■ EXERCISE DIRECTIONS ■
Gather each line below that contains the string "tiger", and copy those lines unchanged.

■ EXTRACTED ENTRIES ■
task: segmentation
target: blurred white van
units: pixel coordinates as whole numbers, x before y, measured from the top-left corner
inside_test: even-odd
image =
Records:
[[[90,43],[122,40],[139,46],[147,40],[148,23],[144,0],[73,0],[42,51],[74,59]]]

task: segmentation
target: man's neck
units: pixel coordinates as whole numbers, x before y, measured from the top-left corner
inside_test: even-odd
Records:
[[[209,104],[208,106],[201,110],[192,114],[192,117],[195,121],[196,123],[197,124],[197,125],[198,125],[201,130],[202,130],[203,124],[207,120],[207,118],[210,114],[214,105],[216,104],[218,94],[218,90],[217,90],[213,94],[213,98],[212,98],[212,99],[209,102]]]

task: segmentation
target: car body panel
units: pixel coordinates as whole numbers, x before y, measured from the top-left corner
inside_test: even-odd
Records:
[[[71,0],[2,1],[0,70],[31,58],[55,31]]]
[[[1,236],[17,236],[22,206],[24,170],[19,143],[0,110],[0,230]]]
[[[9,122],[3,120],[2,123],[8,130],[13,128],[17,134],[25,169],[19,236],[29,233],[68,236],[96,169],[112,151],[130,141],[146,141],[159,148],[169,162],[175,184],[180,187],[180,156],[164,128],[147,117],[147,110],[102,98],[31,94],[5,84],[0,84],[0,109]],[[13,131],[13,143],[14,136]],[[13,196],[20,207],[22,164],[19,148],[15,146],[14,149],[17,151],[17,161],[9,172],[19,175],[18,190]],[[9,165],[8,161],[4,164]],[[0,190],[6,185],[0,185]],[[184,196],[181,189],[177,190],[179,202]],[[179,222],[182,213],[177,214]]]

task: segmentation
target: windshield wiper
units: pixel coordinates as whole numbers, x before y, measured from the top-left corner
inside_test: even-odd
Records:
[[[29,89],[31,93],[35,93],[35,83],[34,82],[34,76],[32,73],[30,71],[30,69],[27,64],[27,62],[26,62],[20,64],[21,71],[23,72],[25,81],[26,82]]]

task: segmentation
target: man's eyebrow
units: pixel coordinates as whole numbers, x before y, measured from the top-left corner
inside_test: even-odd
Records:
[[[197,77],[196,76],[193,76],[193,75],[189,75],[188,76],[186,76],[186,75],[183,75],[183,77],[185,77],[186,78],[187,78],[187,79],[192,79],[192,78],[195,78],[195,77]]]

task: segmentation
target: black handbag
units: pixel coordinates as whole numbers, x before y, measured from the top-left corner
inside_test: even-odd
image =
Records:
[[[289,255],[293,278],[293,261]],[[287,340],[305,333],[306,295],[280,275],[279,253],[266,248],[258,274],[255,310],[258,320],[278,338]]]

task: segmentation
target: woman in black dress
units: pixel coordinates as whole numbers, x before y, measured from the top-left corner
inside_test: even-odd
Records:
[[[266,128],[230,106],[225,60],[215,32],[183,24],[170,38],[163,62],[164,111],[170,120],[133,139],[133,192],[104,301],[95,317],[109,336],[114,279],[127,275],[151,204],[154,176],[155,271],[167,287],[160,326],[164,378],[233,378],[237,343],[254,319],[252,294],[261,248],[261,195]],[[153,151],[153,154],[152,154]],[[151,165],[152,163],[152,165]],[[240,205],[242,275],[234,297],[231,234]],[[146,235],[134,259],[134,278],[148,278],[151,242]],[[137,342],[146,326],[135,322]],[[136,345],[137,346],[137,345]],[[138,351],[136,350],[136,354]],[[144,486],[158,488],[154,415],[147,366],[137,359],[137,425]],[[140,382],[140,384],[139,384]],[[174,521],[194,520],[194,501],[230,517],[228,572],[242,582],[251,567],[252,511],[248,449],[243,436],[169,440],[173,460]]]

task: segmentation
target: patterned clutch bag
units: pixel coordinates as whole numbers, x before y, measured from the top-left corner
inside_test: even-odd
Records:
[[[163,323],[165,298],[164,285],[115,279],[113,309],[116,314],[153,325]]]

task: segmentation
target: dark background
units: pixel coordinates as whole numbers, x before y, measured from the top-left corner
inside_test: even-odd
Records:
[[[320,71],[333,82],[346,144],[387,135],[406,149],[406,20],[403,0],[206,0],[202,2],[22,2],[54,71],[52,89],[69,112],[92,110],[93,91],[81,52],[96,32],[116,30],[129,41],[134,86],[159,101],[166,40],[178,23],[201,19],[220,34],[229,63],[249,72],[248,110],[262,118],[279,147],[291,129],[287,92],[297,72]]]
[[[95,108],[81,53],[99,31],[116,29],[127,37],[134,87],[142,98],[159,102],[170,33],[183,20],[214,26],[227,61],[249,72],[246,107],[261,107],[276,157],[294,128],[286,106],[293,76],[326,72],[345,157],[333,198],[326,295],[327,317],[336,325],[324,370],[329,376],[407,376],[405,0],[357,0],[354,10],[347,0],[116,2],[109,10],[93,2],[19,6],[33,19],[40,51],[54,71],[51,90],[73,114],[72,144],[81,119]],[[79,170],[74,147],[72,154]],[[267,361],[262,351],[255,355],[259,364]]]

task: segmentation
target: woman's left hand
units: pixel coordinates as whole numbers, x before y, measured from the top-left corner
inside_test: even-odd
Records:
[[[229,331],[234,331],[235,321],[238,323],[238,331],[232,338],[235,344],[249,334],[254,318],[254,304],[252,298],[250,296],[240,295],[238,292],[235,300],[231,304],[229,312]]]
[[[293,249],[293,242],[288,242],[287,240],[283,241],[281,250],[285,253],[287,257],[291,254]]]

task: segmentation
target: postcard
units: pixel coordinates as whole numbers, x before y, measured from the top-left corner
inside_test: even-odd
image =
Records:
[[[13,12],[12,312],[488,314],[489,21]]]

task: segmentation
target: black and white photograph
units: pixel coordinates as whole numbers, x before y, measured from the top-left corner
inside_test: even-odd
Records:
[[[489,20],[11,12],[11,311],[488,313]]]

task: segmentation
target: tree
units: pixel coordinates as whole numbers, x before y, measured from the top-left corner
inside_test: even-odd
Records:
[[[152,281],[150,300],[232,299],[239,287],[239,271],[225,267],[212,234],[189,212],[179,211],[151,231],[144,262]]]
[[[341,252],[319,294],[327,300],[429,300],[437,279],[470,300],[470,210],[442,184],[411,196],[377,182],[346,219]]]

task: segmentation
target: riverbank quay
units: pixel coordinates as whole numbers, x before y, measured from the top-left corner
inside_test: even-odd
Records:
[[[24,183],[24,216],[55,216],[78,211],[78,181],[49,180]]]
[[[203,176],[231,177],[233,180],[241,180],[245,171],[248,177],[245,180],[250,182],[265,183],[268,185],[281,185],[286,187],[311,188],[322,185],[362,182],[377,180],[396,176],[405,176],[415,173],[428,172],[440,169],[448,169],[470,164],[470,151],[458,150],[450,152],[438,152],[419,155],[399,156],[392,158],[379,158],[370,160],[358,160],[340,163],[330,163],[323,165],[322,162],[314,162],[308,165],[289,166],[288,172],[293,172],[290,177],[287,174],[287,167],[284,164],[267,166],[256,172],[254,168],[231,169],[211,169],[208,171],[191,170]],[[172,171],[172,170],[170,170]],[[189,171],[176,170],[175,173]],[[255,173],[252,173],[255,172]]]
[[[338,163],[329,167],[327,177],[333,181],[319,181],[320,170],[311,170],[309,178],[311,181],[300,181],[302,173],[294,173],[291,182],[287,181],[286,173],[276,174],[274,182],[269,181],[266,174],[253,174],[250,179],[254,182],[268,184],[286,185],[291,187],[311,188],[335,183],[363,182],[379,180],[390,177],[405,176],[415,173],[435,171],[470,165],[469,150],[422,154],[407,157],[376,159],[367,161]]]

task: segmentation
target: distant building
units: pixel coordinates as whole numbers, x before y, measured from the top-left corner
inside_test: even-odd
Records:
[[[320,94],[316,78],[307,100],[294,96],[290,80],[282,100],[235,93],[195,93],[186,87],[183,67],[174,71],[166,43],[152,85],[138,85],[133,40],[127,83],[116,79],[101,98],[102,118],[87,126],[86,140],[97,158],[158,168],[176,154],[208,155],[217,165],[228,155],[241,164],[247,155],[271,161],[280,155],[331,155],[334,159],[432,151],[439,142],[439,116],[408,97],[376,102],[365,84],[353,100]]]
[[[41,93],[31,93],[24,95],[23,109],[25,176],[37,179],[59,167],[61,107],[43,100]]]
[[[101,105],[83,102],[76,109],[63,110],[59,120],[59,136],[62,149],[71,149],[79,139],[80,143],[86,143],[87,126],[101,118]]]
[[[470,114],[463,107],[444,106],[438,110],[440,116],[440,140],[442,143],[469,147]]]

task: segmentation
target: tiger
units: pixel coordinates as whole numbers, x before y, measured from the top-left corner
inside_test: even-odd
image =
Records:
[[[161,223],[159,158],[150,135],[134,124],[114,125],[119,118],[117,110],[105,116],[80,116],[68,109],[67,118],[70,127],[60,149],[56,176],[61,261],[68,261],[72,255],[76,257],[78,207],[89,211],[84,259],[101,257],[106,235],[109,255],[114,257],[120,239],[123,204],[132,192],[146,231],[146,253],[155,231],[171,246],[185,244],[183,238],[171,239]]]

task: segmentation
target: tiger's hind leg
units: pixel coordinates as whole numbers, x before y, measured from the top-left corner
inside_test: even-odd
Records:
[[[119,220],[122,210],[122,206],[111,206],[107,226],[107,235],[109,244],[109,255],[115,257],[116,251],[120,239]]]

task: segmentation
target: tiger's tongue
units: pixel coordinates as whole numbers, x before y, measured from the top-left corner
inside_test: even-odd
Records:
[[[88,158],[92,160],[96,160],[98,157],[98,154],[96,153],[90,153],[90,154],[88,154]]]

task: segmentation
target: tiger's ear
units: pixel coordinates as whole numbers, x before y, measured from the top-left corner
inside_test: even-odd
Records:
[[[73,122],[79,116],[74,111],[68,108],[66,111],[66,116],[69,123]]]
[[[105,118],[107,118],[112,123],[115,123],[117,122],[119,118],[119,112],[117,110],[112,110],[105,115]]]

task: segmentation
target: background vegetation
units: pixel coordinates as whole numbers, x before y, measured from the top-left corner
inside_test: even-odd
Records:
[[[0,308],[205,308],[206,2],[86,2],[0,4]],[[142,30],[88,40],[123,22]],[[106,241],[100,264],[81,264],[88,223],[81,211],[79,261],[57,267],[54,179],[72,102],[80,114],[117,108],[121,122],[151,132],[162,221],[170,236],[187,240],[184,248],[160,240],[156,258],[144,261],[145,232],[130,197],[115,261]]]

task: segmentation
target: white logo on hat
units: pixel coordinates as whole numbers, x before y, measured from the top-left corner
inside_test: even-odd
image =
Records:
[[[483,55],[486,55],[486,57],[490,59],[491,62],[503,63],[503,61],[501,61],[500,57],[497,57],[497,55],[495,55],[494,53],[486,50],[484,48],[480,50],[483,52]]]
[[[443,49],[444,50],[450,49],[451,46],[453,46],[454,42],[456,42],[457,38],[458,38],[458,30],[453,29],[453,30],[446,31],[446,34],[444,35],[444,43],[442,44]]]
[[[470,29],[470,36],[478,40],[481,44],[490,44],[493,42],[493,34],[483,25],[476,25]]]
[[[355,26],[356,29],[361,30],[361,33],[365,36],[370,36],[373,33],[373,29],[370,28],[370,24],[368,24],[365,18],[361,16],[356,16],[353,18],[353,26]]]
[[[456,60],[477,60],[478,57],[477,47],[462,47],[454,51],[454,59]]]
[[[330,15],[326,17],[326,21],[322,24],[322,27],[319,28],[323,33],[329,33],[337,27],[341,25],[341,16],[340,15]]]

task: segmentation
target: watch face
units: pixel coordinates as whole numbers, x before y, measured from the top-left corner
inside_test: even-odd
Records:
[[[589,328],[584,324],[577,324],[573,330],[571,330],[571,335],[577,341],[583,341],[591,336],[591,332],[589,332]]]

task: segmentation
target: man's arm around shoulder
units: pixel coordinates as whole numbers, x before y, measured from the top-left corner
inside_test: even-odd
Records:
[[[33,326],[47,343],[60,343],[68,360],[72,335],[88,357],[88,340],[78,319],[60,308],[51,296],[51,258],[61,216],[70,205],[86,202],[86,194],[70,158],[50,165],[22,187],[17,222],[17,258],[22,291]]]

■ WORKED SOLUTION ■
target: tiger
target: tiger's hind leg
target: tiger's tongue
target: tiger's ear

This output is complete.